--- Required task ---
Collect every line of the records below that contains the word "pane", matching its case.

--- Material supplied ---
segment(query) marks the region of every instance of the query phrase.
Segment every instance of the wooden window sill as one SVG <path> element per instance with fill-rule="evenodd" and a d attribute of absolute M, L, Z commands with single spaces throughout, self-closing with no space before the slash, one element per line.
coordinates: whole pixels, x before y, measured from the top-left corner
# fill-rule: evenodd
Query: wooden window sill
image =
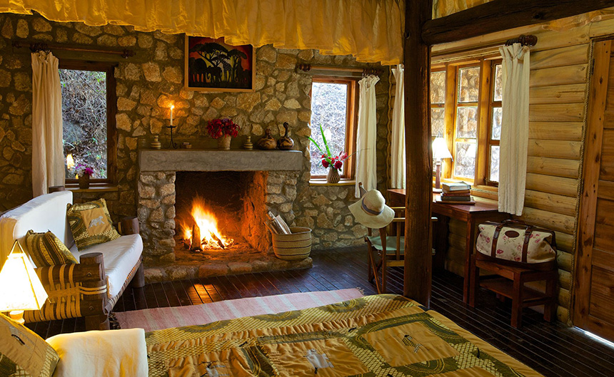
<path fill-rule="evenodd" d="M 117 185 L 109 183 L 92 183 L 87 189 L 79 188 L 78 183 L 66 183 L 66 187 L 73 192 L 112 192 L 119 190 Z"/>
<path fill-rule="evenodd" d="M 328 183 L 326 179 L 309 180 L 310 186 L 353 186 L 356 184 L 355 180 L 341 180 L 338 183 Z"/>

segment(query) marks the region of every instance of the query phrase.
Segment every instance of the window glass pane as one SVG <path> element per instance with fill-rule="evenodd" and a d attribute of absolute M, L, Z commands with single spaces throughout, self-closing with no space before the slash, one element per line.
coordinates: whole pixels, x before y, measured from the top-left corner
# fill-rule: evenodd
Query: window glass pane
<path fill-rule="evenodd" d="M 92 168 L 93 178 L 106 178 L 106 73 L 59 71 L 66 178 L 75 177 L 79 165 Z"/>
<path fill-rule="evenodd" d="M 446 134 L 446 123 L 443 121 L 443 108 L 431 108 L 431 134 L 433 136 Z"/>
<path fill-rule="evenodd" d="M 473 179 L 475 175 L 475 144 L 457 143 L 454 157 L 454 175 Z"/>
<path fill-rule="evenodd" d="M 431 103 L 446 102 L 446 71 L 431 73 Z"/>
<path fill-rule="evenodd" d="M 501 140 L 501 108 L 493 108 L 493 130 L 490 139 Z"/>
<path fill-rule="evenodd" d="M 495 90 L 493 100 L 501 100 L 503 98 L 503 73 L 500 64 L 495 66 Z"/>
<path fill-rule="evenodd" d="M 478 107 L 456 109 L 456 137 L 475 139 L 478 137 Z"/>
<path fill-rule="evenodd" d="M 338 155 L 346 150 L 346 126 L 348 110 L 348 84 L 313 82 L 311 85 L 311 138 L 326 153 L 320 132 L 320 125 L 331 148 L 331 153 Z M 326 175 L 328 171 L 322 166 L 322 153 L 310 143 L 311 175 Z M 353 157 L 352 157 L 353 158 Z M 345 163 L 343 164 L 345 167 Z M 343 174 L 343 167 L 339 170 Z"/>
<path fill-rule="evenodd" d="M 468 67 L 458 71 L 458 102 L 478 102 L 480 67 Z"/>
<path fill-rule="evenodd" d="M 492 182 L 499 182 L 499 146 L 490 145 L 490 173 Z"/>

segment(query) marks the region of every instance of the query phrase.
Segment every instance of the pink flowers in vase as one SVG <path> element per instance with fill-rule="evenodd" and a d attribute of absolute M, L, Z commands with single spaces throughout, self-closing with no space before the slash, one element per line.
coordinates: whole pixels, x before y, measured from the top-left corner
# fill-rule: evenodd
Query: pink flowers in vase
<path fill-rule="evenodd" d="M 241 128 L 229 118 L 212 119 L 207 123 L 207 132 L 213 139 L 218 139 L 226 135 L 236 138 Z"/>
<path fill-rule="evenodd" d="M 333 155 L 331 153 L 331 149 L 328 148 L 328 143 L 326 141 L 326 137 L 324 136 L 324 130 L 322 129 L 322 125 L 320 125 L 320 132 L 322 134 L 322 140 L 324 141 L 324 147 L 326 149 L 326 152 L 325 153 L 320 145 L 318 144 L 315 140 L 308 137 L 308 139 L 316 145 L 320 152 L 322 153 L 322 166 L 326 168 L 328 167 L 334 167 L 337 170 L 341 169 L 343 166 L 343 162 L 351 157 L 351 155 L 348 155 L 348 154 L 343 151 L 339 153 L 337 155 Z"/>
<path fill-rule="evenodd" d="M 81 177 L 84 175 L 94 175 L 94 169 L 86 165 L 79 164 L 75 167 L 75 172 Z"/>

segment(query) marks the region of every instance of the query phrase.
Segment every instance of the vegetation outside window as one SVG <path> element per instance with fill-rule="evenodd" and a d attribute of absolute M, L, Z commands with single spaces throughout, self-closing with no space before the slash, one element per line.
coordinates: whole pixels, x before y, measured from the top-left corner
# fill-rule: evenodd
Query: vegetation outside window
<path fill-rule="evenodd" d="M 444 177 L 474 185 L 498 185 L 501 75 L 500 60 L 476 60 L 433 68 L 431 136 L 441 133 L 446 138 L 454 156 L 451 169 L 443 170 Z"/>
<path fill-rule="evenodd" d="M 311 138 L 323 148 L 319 127 L 322 125 L 324 136 L 331 153 L 346 152 L 351 155 L 356 149 L 356 131 L 358 112 L 358 83 L 356 80 L 314 77 L 311 84 Z M 313 143 L 311 177 L 323 178 L 328 172 L 320 161 L 321 153 Z M 354 175 L 354 157 L 343 164 L 339 171 L 342 179 L 350 180 Z"/>
<path fill-rule="evenodd" d="M 76 167 L 91 167 L 94 182 L 115 181 L 116 160 L 113 66 L 61 62 L 64 154 L 66 182 L 77 182 Z"/>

--- Solution ---
Segment every instance of the window glass pane as one SVG <path> element per instance with fill-rule="evenodd" and a d attribute of absolute M, L, Z commands with single spaces throughout, self-closing with no space before the slash, one element per line.
Query: window glass pane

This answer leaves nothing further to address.